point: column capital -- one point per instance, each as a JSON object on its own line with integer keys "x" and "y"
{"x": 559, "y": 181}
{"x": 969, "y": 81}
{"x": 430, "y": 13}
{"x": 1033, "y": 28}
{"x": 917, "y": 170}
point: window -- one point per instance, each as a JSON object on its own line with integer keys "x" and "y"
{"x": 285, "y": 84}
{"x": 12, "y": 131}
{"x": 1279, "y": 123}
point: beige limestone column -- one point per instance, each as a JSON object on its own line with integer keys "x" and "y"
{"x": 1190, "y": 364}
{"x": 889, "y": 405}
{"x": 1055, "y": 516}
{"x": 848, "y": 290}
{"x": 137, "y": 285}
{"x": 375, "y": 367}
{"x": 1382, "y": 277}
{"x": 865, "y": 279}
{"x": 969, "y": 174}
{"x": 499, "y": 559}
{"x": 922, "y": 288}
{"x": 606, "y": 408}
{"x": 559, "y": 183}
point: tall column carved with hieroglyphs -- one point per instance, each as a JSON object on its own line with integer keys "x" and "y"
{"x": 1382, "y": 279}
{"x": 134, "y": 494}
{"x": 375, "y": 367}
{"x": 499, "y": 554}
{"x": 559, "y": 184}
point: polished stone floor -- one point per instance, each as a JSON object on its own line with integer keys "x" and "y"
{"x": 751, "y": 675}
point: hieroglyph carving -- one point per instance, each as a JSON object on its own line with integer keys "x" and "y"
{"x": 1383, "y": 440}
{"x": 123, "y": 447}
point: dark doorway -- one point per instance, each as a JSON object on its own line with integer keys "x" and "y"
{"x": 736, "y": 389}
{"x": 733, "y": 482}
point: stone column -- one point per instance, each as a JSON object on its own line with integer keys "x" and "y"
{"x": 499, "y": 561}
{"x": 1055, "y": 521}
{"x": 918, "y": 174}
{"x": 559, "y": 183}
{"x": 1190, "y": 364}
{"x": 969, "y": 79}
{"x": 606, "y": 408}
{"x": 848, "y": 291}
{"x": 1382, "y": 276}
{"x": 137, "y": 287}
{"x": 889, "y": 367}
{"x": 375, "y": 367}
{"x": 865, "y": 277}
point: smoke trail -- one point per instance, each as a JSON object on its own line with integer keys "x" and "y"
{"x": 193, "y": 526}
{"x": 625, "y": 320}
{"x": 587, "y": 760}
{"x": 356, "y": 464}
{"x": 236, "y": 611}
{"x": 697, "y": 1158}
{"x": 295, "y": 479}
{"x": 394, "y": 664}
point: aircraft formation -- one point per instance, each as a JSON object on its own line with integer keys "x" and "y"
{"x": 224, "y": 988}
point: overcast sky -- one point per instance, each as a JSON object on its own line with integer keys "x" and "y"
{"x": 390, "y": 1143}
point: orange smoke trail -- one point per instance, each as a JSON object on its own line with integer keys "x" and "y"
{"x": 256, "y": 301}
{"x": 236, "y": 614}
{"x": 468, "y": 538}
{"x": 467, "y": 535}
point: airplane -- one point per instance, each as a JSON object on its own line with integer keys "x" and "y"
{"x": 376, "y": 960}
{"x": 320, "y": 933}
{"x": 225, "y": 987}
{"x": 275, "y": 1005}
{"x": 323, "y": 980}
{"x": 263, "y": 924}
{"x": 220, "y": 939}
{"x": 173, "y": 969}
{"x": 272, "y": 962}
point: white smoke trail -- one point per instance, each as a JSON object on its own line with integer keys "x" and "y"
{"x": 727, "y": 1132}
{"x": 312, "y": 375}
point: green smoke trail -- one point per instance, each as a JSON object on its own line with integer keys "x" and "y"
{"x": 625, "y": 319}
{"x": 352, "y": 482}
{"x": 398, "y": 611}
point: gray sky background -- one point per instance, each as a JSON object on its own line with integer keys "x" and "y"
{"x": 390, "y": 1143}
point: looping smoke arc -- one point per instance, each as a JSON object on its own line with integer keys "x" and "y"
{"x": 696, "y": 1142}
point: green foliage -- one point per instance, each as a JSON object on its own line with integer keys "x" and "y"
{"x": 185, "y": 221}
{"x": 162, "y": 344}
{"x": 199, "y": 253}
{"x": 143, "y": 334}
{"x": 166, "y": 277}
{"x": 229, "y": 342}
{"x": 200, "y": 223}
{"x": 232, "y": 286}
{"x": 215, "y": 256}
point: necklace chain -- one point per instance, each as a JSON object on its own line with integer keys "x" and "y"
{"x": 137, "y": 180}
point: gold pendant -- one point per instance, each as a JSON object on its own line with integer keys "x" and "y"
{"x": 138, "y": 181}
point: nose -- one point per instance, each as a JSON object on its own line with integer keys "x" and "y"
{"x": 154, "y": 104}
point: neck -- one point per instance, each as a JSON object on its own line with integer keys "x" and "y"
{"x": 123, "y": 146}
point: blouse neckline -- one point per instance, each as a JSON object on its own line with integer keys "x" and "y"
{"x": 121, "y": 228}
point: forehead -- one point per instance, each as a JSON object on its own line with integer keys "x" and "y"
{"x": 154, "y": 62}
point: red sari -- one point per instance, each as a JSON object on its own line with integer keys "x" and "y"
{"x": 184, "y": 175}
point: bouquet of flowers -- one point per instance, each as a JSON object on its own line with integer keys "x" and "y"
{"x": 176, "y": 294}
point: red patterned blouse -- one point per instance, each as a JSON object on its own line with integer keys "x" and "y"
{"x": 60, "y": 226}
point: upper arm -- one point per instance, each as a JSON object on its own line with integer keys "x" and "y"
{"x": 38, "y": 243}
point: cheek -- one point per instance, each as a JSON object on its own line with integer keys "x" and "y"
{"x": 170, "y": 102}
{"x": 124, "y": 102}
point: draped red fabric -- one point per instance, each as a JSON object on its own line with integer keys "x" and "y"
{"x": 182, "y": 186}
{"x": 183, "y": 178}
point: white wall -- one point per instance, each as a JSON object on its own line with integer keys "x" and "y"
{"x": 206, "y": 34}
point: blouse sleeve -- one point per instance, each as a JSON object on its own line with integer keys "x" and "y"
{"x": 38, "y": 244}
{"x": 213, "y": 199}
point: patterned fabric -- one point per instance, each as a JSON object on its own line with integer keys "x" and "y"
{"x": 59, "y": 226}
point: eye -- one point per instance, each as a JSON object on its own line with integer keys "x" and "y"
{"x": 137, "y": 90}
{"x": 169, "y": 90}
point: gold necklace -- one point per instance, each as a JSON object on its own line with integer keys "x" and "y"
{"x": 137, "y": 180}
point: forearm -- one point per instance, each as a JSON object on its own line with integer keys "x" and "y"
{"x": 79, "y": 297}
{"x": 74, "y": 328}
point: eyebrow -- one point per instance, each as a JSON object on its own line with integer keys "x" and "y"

## What this task involves
Copy every entry above line for line, keeping each character, space, and line break unchanged.

## Solution for this task
point: column capital -- one point per instance, each as a JSON object on its own line with integer keys "x" and "y"
{"x": 559, "y": 181}
{"x": 969, "y": 81}
{"x": 430, "y": 13}
{"x": 1033, "y": 28}
{"x": 917, "y": 170}
point: window -- one point per instance, each as a JSON object on its own line with integer keys "x" and "y"
{"x": 285, "y": 84}
{"x": 12, "y": 131}
{"x": 1279, "y": 123}
point: beige limestone column -- one point per instance, each as a JSON object on its own line with integer keys "x" and "y"
{"x": 1190, "y": 364}
{"x": 889, "y": 405}
{"x": 1055, "y": 516}
{"x": 848, "y": 290}
{"x": 137, "y": 285}
{"x": 375, "y": 367}
{"x": 1382, "y": 277}
{"x": 865, "y": 279}
{"x": 969, "y": 174}
{"x": 499, "y": 559}
{"x": 922, "y": 288}
{"x": 606, "y": 408}
{"x": 559, "y": 183}
point: tall column carved with hieroglyphs -- one point per instance, each as a JSON object on its own line with integer keys "x" and "y"
{"x": 1382, "y": 279}
{"x": 134, "y": 494}
{"x": 375, "y": 367}
{"x": 499, "y": 554}
{"x": 559, "y": 184}
point: polished stone floor -- one point per instance, each as a JSON object on its own line with integer keys "x" and "y"
{"x": 751, "y": 675}
point: hieroglyph carving -- one point per instance, each as a JSON object on its own line with integer keys "x" and "y"
{"x": 1383, "y": 440}
{"x": 123, "y": 447}
point: dark doorway -- one point per instance, each as a JSON object on its own line with integer keys "x" and "y"
{"x": 736, "y": 389}
{"x": 733, "y": 482}
point: stone column -- one point per instance, each as a JSON object on its own line with integer keys "x" and "y"
{"x": 499, "y": 561}
{"x": 1055, "y": 521}
{"x": 918, "y": 174}
{"x": 559, "y": 183}
{"x": 1190, "y": 364}
{"x": 969, "y": 79}
{"x": 606, "y": 408}
{"x": 848, "y": 291}
{"x": 1382, "y": 276}
{"x": 137, "y": 287}
{"x": 889, "y": 367}
{"x": 375, "y": 367}
{"x": 865, "y": 277}
point: smoke trail -- one point per instance, each as a JSON object on its own line with integer keys "x" and "y"
{"x": 193, "y": 526}
{"x": 625, "y": 320}
{"x": 587, "y": 760}
{"x": 356, "y": 464}
{"x": 236, "y": 611}
{"x": 697, "y": 1158}
{"x": 295, "y": 479}
{"x": 394, "y": 664}
point: aircraft formation -- one point per instance, each as a JSON object on its own line with integer keys "x" and "y"
{"x": 224, "y": 988}
point: overcast sky -- one point per instance, each as a JSON object on its own line with integer keys "x" and "y"
{"x": 390, "y": 1143}
point: orange smoke trail -- one point per instance, each as a JSON object on its own line with integer keys "x" and "y"
{"x": 256, "y": 301}
{"x": 236, "y": 614}
{"x": 468, "y": 538}
{"x": 467, "y": 535}
point: airplane -- one point per instance, each as a JSON object on its own line with integer keys "x" and "y"
{"x": 376, "y": 960}
{"x": 320, "y": 933}
{"x": 225, "y": 987}
{"x": 275, "y": 1005}
{"x": 323, "y": 980}
{"x": 263, "y": 924}
{"x": 220, "y": 939}
{"x": 173, "y": 969}
{"x": 272, "y": 962}
point: white smoke trail -- one point per instance, each as a JSON object on its own line with integer keys "x" and "y"
{"x": 727, "y": 1132}
{"x": 312, "y": 375}
point: green smoke trail -- one point per instance, each as a JSON object on its own line with integer keys "x" and "y"
{"x": 625, "y": 319}
{"x": 352, "y": 482}
{"x": 398, "y": 611}
point: gray sky background -- one point per instance, each as a JSON object on its own line with integer keys "x" and "y"
{"x": 390, "y": 1143}
point: looping smoke arc -- one point per instance, each as a JSON object on its own line with integer keys "x" and "y"
{"x": 696, "y": 1142}
point: green foliage -- one point per instance, each as a JSON object on its own line with integer keys "x" and "y"
{"x": 185, "y": 221}
{"x": 162, "y": 344}
{"x": 199, "y": 253}
{"x": 143, "y": 334}
{"x": 166, "y": 277}
{"x": 229, "y": 342}
{"x": 200, "y": 223}
{"x": 232, "y": 286}
{"x": 215, "y": 256}
point: necklace chain -- one point per instance, each as a JSON object on its own line with integer keys "x" and "y"
{"x": 137, "y": 180}
point: gold pendant -- one point per instance, each as a JSON object on its own line with integer keys "x" and "y"
{"x": 138, "y": 181}
point: nose -- one point per instance, each as a JSON object on its own line with integer keys "x" and "y"
{"x": 154, "y": 104}
point: neck -- one point per instance, each as a JSON object on its own line with integer keys "x" and "y"
{"x": 123, "y": 146}
point: blouse neckline -- one point per instance, each as a JSON object on its own line with integer keys "x" and "y"
{"x": 121, "y": 228}
point: forehead -- one point per instance, each as a JSON object on its own line with integer keys "x" and "y"
{"x": 154, "y": 62}
point: red sari -- one point per instance, each as a JSON object on its own line with integer keys "x" and "y"
{"x": 184, "y": 175}
point: bouquet of flowers -- one point per instance, each as a JSON object on its own line with integer keys "x" and "y"
{"x": 176, "y": 294}
point: red patterned blouse -- one point per instance, each as a JSON object on its own line with integer keys "x" and "y"
{"x": 60, "y": 226}
point: upper arm -- one point per instance, each as a JSON object on its own line with integer keys "x" and "y"
{"x": 38, "y": 243}
point: cheek -- one point per instance, each as a JSON object on its own line with integer keys "x" and "y"
{"x": 170, "y": 102}
{"x": 124, "y": 102}
point: draped red fabric -- one point per instance, each as a JSON object on its own line with integer keys "x" and "y"
{"x": 182, "y": 186}
{"x": 183, "y": 178}
point: white wall -- one point per instance, each as a JSON object on its own line with integer keys "x" and "y"
{"x": 206, "y": 34}
point: blouse sleeve -- one point per instance, each as a JSON object on its own line with integer keys "x" and "y"
{"x": 38, "y": 244}
{"x": 213, "y": 199}
point: patterned fabric -- one point per instance, each as a JSON object on its own line with integer keys "x" and "y"
{"x": 59, "y": 226}
point: eye -- one point per instance, each as a JSON object on its own line with integer keys "x" and "y"
{"x": 137, "y": 90}
{"x": 169, "y": 90}
point: gold necklace -- one point per instance, each as a JSON object on its own line with integer keys "x" and "y"
{"x": 137, "y": 180}
point: forearm -- one point per instance, each as a JSON object on its own line with integer keys "x" and "y"
{"x": 79, "y": 297}
{"x": 74, "y": 328}
point: eyebrow -- one point per instance, each as a JSON object on its own line with integer keys "x" and "y"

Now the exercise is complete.